**What to produce**: Carry on the summary of the key to Curculio weevils, starting after its last sentence.

**Page text**:
· · · · · · ·
Location: Systematic Entomology Laboratory

Title: Illustrated key to Curculio L. of North America east of the Mississippi River (Coleoptera: Curculionidae)

item WHITEHEAD, D. - Non ARS Employee
item Chamorro, Maria
item ANDERSON, ROBERT - Canadian Forest Service

Submitted to: Proceedings of the Entomological Society of Washington
Publication Type: Peer Reviewed Journal
Publication Acceptance Date: 9/13/2017
Publication Date: 6/13/2018
Citation: Whitehead, D.R., Chamorro, M.L., Anderson, R.S. 2018. Illustrated key to Curculio L. of North America east of the Mississippi River (Coleoptera: Curculionidae). Proceedings of the Entomological Society of Washington. 120(3):616-641.

Interpretive Summary: In North America east of the Mississippi River, the genus Curculio includes 11 species that develop in acorns of various oaks, plus 4 other species that are of economic importance: the pecan weevil, the hazelnut weevil and the greater and lesser chestnut weevils. Whether because they are spectacular, abundant, or suspected to be causing economic loss, specimens of these weevils are frequently submitted for identification. Unfortunately, although the genus is easily recognized, adults are very difficult to identify to species because of extreme structural variation. This paper is intended to facilitate unequivocal identifications.
· · · · · · ·
**Material provided**:
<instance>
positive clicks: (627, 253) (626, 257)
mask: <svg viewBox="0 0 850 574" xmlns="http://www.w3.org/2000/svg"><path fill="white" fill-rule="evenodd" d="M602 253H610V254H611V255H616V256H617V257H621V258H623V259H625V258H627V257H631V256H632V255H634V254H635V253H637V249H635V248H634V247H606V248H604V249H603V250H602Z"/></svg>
· · · · · · ·
**Reply**:
Technical Abstract: Despite a taxonomic revision by Gibson (1969), North American weevils of the economically important genus Curculio remain poorly characterized and difficult to distinguish. Given herein is an illustrated key to the 15 species found east of the Mississippi River, including the putatively extinct Curculio caryatrypes (Boheman) or Greater Chestnut Weevil. This is necessarily a complex key using multiple characteristics, designed to minimize or eliminate difficulties in identification posed by extremes in structural variation in both males and females. Curculio ordinatus (Casey), new synonymy is transferred from synonymy under C. nasicus (Say) to synonymy under C. strictus (Casey).